# start of Record list

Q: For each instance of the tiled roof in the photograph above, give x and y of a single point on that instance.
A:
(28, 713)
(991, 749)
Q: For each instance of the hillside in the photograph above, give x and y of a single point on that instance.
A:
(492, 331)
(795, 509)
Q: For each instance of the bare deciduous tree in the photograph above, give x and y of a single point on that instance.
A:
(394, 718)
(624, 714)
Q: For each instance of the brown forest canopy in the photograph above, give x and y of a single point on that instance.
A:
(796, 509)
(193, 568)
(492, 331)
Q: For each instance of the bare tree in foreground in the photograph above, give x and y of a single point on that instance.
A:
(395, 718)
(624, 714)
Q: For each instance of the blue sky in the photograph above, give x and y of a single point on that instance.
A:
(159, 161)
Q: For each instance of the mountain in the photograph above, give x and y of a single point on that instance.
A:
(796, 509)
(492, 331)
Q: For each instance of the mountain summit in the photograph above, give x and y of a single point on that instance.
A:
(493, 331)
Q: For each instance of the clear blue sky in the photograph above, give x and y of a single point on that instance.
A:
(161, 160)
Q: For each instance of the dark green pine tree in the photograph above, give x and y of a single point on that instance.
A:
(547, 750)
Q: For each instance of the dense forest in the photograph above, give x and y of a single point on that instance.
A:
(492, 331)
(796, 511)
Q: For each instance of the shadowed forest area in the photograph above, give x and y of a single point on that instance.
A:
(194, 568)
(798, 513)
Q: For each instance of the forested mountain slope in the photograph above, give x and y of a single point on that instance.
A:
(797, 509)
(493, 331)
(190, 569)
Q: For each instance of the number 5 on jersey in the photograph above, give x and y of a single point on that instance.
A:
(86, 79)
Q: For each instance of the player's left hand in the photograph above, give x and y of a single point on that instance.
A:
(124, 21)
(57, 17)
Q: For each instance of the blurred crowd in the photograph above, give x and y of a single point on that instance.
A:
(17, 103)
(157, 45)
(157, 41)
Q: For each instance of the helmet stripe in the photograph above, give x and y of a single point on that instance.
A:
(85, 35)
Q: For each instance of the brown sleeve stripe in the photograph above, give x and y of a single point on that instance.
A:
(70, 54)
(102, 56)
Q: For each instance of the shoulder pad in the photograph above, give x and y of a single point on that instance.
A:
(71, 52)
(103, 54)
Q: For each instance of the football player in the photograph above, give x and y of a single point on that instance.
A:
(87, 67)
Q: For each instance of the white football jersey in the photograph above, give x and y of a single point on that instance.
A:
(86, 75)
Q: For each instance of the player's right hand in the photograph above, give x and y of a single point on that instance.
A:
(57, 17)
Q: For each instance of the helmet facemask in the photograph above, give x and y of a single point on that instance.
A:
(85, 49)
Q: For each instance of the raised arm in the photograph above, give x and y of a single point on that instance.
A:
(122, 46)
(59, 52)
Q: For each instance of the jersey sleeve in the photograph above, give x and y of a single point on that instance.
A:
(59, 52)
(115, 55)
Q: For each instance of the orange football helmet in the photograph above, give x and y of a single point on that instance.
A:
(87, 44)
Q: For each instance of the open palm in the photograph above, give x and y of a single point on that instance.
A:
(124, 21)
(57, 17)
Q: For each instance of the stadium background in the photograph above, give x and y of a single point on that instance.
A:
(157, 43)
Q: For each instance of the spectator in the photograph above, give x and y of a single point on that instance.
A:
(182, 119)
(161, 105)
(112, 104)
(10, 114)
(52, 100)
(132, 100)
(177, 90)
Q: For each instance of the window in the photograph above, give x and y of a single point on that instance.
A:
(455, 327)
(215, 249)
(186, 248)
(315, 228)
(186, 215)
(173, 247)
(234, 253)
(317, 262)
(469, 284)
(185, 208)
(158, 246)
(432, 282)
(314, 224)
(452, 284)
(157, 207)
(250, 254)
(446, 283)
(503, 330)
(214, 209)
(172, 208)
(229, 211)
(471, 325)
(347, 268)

# end of Record list

→ Requirements: Please reproduce each line exactly as written.

→ Solution to this task:
Q: For each instance of the tiled roof in the photograph above, give x and y of a single point on that instance.
A:
(28, 713)
(991, 749)
Q: For each instance of the hillside in the photograph above, give x and y of a single point on that instance.
A:
(492, 331)
(795, 509)
Q: For each instance of the bare deciduous tree in the photograph above, give x and y of a single point on that instance.
A:
(394, 718)
(624, 714)
Q: For each instance of the brown forest canopy in the photograph above, give x and y of a single point on that instance.
A:
(796, 509)
(193, 568)
(492, 331)
Q: For each instance of the bare tree in foreground in the photograph above, give x and y of a single point on that instance.
A:
(395, 718)
(624, 714)
Q: For each instance of the blue sky in the photograph above, give x and y of a single point on that instance.
A:
(159, 161)
Q: For each instance of the mountain in the photograph above, give x and y of a single point on that instance.
A:
(796, 509)
(492, 331)
Q: For each instance of the mountain summit in the photograph above, give x and y of a single point on that instance.
A:
(493, 331)
Q: For each instance of the clear blue sky in the photograph above, give x and y of a single point on that instance.
A:
(161, 160)
Q: For each instance of the dark green pine tree in the photograph above, give x and y of a single point on that instance.
A:
(547, 750)
Q: For each instance of the dense forest in the photograph above, give x and y of a single point on that instance.
A:
(492, 331)
(796, 511)
Q: For each instance of the shadowed forest area in the photograph above, give x and y of a single point on that instance.
A:
(194, 568)
(798, 513)
Q: For each instance of the forested mountain slope in the photograph above, give x and y of a single point on that instance.
A:
(797, 509)
(493, 331)
(190, 569)
Q: For each instance of the number 5 on jersey in the photograph above, give x and y of a single point on that instance.
A:
(86, 79)
Q: For each instance of the player's left hand in the photograph above, give x and y of a single point on that instance.
A:
(124, 21)
(57, 17)
Q: For each instance of the blurred crowd in the photograph above, give x and y of a single point on that instance.
A:
(17, 103)
(157, 45)
(157, 41)
Q: For each instance of the helmet stripe in the photograph above, give x and y of a single point on that instance.
A:
(85, 35)
Q: For each instance of the brown sleeve stripe in the photograph above, give x and y of a single point on that instance.
A:
(70, 54)
(102, 56)
Q: For each instance of the shoulder pad in the photograph above, give x and y of a single point on that instance.
A:
(71, 52)
(103, 54)
Q: For each instance of the football player in the photograph above, give x and y of a single point on that instance.
A:
(87, 67)
Q: For each instance of the white football jersey in the photograph above, give x and y of a single point on that instance.
A:
(86, 75)
Q: For each instance of the player's right hand in the photograph above, give x and y of a single point on that instance.
A:
(57, 17)
Q: For each instance of the helmet facemask in the photograph above, give x and y of a single point on that instance.
A:
(85, 49)
Q: For each instance of the raised arm in the photograph above, give x and y of a single point on that instance.
A:
(122, 46)
(59, 52)
Q: For each instance of the jersey sleeve in the photograph above, give x and y of a single point on that instance.
A:
(59, 52)
(115, 55)
Q: For each instance of the orange football helmet in the photograph above, give x and y of a single point on that instance.
A:
(87, 44)
Q: For each instance of the open palm in the photograph above, give x and y of a single point on that instance.
A:
(124, 21)
(57, 17)
Q: For each instance of the stadium background in the photograph above, give x and y of a single point on that instance.
A:
(157, 43)
Q: For each instance of the spectator in the photograph above, give x and y of a single point on that instance.
A:
(182, 119)
(161, 105)
(112, 104)
(10, 114)
(52, 100)
(132, 100)
(177, 90)
Q: For each instance of the window in the photograph above, give x and y of a single point on that instance.
A:
(455, 327)
(215, 249)
(186, 248)
(315, 228)
(186, 215)
(173, 247)
(234, 253)
(317, 262)
(469, 284)
(185, 208)
(158, 246)
(432, 282)
(314, 224)
(452, 284)
(157, 207)
(250, 254)
(446, 283)
(503, 330)
(214, 209)
(172, 208)
(229, 211)
(471, 325)
(347, 268)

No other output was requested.